Die Ukraine, der zweitgrößte europäische Staat, ist auf unserer literarischen Landkarte nicht einmal in Umrissen vorhanden. Juri Andruchowytsch, der international renommierteste ukrainische Autor, nimmt die begrenzten Kenntnisse seines Publikums in Westeuropa und in den USA ernst und bringt ihm in einer Reihe brillanter Essays diese unbekannte Region nahe. Jeder, der einmal die westliche Staatsgrenze der Ukraine überquert hat, erfährt, daß hier auch zehn Jahre nach der Unabhängigkeit noch immer eine Trennlinie verläuft: »zwischen Europa und etwas anderem«. Erfrischend im Ton, farbig im Detail und voller Ironie beschreibt er die postsowjetische Realität seines Landes: Lemberg und Kiew, Spuren des untergegangenen Galiziens und die Katastrophe von Tschernobyl, den Exodus der Bevölkerung Richtung Westen und die repressive Medienpolitik der Regierung, aber auch die sonderbare Existenz von Künstlern, Schriftstellern und Intellektuellen in einem Land, »aus dem man weggeht«.
Frankfurter Allgemeine Zeitung | Besprechung von 08.09.2003Platz nehmen im Vorzimmer Europas
In Juri Andruchowytsch hat die Ukraine ihren politisch-historischen Landvermesser gefunden
Europa, Du hast es besser! So möchte man rufen. Gerade da die europäische Nabelschau als eine Art wehr- und wahnhafter Wesensschau in Mode kommt, da die europäische Geschichte geradewegs auf die europäische Nation zuzulaufen scheint und man der Schimäre einer politischen Kollektividentität als Surrogat der wegrationalisierten lebensweltlichen Verankerung einer gewissen Ich-Stärke hinterherjagt und dabei hier drinnen, in EU, so furchtbar selbstzufrieden ist, angesichts des bösen großen atlantischen Bruders, erscheint das Buch eines europäischen Freundes, das uns, also den Bewohnern von Schengen-Land, den Spiegel vorhält. Dabei sprechen dieses Buch und sein Autor, Juri Andruchowytsch, hauptsächlich davon, wie das Leben aussieht, wenn man es in der Ukraine lebt - immerhin dem zweitgrößten europäischen Staat, der von Mai nächstes Jahres an, wenn Polen zur Europäischen Union beigetreten sein wird, das erste Land jenseits unserer Ostgrenze sein wird.
Die Ukraine, das ist fast ein Synonym für einen Zustand zwischen draußen und drinnen. Dies scheint die Essenz ihrer wechselvollen und schweren Geschichte zu sein. So hat beispielsweise der ukrainische Ministerpräsident gerade seine Bereitschaft erklärt, zehn Jahre nach der Unabhängigkeit von Moskau sich vertraglich gemeinsam mit einer Reihe anderer östlicher Länder wieder enger an Rußland schließen zu wollen, um dem Land wenigstens hier eine Perspektive zu öffnen. Da überlegt man in Brüssel, ob man den Ukrainern womöglich Visa-Erleichterungen verschafft - und somit die Ukraine an sich bindet, ohne sich selbst auf Versprechungen einzulassen. Dieser scharfe Grat, auf dem man in der post-sowjetischen Ukraine lebt, schärft die Selbstwahrnehmung der Ukrainer ebenso wie die Sicht auf die Nachbarn.

▶ [AUFGABENSTELLUNG] Zitiere aus dem Text über Juri Andruchowytschs Ukraine-Essays die Stelle von „Die Ukraine, das“ bis einschließlich „auf die Nachbarn.“.

▶ [ANGEZEIGTE INFORMATIONEN]
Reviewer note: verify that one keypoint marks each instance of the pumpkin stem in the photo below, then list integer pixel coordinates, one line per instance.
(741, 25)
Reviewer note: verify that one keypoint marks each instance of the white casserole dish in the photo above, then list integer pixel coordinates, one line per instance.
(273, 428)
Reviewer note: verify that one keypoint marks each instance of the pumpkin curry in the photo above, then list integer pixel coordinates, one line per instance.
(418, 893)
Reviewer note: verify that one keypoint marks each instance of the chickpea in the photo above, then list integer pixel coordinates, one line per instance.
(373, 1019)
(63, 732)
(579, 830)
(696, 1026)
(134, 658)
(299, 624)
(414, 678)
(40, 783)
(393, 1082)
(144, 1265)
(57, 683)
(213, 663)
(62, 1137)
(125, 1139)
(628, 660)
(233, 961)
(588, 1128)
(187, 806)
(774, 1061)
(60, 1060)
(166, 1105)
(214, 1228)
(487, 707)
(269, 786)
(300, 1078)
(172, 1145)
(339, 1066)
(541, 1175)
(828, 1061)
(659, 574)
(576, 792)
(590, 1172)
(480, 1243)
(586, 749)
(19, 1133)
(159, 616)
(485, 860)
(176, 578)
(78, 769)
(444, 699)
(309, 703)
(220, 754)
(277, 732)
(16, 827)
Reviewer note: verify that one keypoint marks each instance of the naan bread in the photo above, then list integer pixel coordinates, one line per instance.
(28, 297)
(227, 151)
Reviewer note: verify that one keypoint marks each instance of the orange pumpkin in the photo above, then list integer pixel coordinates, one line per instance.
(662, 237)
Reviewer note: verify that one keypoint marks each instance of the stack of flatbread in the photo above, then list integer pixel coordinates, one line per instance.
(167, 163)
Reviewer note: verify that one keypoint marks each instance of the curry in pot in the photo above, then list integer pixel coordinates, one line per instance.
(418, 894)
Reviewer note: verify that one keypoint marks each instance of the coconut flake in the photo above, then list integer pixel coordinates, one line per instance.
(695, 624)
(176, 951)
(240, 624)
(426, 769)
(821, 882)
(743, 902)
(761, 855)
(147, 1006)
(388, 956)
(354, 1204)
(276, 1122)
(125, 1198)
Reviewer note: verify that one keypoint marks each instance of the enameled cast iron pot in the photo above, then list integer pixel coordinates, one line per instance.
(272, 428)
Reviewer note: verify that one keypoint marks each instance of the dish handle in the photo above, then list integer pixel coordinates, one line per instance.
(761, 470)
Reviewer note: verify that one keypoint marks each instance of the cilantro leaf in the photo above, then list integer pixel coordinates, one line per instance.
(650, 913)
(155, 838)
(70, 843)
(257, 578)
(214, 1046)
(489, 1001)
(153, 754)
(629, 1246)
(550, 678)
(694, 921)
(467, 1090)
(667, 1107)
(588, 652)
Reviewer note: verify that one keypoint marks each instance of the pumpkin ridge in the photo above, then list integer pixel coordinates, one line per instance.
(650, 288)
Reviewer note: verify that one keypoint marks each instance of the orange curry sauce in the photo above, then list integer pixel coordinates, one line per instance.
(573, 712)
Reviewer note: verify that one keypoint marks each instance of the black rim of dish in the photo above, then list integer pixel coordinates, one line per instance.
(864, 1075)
--
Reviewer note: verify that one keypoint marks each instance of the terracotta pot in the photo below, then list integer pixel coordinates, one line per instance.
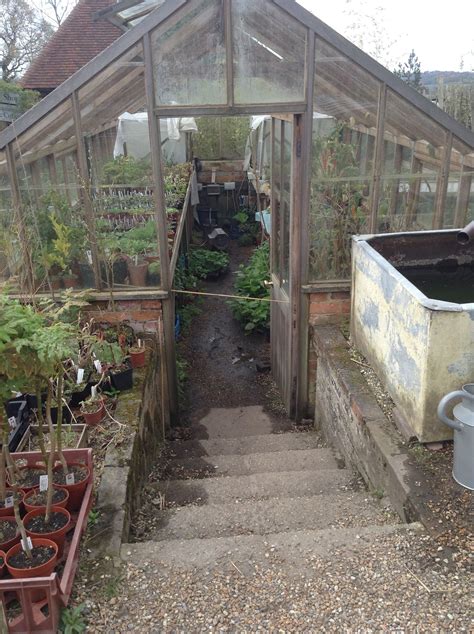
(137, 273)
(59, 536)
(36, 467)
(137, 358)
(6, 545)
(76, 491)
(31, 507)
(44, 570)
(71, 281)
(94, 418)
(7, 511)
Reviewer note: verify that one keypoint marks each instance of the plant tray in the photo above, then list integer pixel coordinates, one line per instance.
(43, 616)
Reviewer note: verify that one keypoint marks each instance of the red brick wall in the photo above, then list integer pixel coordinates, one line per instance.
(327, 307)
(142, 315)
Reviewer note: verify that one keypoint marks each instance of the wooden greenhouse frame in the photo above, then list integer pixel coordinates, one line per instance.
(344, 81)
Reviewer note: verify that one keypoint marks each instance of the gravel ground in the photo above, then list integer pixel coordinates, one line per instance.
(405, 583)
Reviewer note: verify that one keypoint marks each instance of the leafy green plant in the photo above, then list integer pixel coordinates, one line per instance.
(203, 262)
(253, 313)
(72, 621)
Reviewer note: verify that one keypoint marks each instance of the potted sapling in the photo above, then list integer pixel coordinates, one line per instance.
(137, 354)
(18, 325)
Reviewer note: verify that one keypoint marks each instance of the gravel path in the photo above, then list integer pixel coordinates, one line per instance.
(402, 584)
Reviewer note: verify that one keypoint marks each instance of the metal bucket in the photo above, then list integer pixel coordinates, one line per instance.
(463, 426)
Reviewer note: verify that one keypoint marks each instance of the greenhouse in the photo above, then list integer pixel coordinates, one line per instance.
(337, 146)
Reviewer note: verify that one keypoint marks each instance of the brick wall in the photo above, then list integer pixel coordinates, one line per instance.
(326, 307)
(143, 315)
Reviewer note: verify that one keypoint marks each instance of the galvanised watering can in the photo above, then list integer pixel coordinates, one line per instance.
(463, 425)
--
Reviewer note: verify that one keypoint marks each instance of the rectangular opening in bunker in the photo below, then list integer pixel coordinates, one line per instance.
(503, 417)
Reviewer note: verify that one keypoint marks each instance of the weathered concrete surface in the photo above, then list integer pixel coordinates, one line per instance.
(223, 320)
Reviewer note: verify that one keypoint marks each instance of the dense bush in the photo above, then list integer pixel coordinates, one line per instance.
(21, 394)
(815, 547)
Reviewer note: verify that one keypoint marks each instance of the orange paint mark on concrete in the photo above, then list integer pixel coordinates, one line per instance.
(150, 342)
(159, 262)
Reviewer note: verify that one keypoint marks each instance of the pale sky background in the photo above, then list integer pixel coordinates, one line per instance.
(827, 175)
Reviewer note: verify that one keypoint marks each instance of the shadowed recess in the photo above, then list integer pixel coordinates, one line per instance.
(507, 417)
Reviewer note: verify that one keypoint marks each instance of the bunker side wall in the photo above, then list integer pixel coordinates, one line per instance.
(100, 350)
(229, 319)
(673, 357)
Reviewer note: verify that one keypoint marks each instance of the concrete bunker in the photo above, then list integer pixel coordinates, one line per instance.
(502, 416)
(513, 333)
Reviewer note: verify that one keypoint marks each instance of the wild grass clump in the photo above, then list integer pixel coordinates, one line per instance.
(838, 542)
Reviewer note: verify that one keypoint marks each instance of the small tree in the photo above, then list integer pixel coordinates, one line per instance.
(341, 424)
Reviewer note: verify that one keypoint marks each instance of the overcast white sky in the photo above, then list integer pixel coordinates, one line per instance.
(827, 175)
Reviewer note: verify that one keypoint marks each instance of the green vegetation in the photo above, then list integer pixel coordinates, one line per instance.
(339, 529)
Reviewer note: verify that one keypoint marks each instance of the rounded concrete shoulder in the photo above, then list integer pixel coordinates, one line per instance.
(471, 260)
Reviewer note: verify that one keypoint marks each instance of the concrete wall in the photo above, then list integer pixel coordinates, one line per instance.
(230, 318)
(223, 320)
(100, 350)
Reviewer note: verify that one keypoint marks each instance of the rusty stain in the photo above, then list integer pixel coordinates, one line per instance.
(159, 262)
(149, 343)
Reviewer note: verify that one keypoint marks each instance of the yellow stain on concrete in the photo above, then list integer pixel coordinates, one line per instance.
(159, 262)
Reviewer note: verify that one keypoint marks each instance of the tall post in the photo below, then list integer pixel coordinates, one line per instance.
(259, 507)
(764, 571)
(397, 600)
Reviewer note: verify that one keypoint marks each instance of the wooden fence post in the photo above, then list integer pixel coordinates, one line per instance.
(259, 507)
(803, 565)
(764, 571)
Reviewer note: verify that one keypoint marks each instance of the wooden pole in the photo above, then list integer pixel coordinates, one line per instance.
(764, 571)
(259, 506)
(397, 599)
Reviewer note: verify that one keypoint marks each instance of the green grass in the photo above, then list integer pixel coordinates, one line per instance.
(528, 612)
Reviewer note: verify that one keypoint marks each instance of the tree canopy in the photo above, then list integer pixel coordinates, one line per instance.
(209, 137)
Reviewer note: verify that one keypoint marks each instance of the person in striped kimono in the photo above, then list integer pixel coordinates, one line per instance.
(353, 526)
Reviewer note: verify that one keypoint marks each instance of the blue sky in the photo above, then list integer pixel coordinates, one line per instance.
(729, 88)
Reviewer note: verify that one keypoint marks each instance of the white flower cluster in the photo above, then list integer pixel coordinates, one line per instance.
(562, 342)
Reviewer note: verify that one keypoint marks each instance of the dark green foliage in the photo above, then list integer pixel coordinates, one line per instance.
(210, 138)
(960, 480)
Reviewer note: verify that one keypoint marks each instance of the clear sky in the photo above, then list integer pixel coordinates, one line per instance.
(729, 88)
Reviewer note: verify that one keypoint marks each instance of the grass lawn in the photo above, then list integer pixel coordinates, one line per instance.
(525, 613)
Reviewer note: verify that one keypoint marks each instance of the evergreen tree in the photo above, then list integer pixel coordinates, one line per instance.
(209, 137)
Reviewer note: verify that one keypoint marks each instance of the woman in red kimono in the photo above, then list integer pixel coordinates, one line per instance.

▶ [ERGEBNIS]
Die Ukraine, das ist fast ein Synonym für einen Zustand zwischen draußen und drinnen. Dies scheint die Essenz ihrer wechselvollen und schweren Geschichte zu sein. So hat beispielsweise der ukrainische Ministerpräsident gerade seine Bereitschaft erklärt, zehn Jahre nach der Unabhängigkeit von Moskau sich vertraglich gemeinsam mit einer Reihe anderer östlicher Länder wieder enger an Rußland schließen zu wollen, um dem Land wenigstens hier eine Perspektive zu öffnen. Da überlegt man in Brüssel, ob man den Ukrainern womöglich Visa-Erleichterungen verschafft - und somit die Ukraine an sich bindet, ohne sich selbst auf Versprechungen einzulassen. Dieser scharfe Grat, auf dem man in der post-sowjetischen Ukraine lebt, schärft die Selbstwahrnehmung der Ukrainer ebenso wie die Sicht auf die Nachbarn.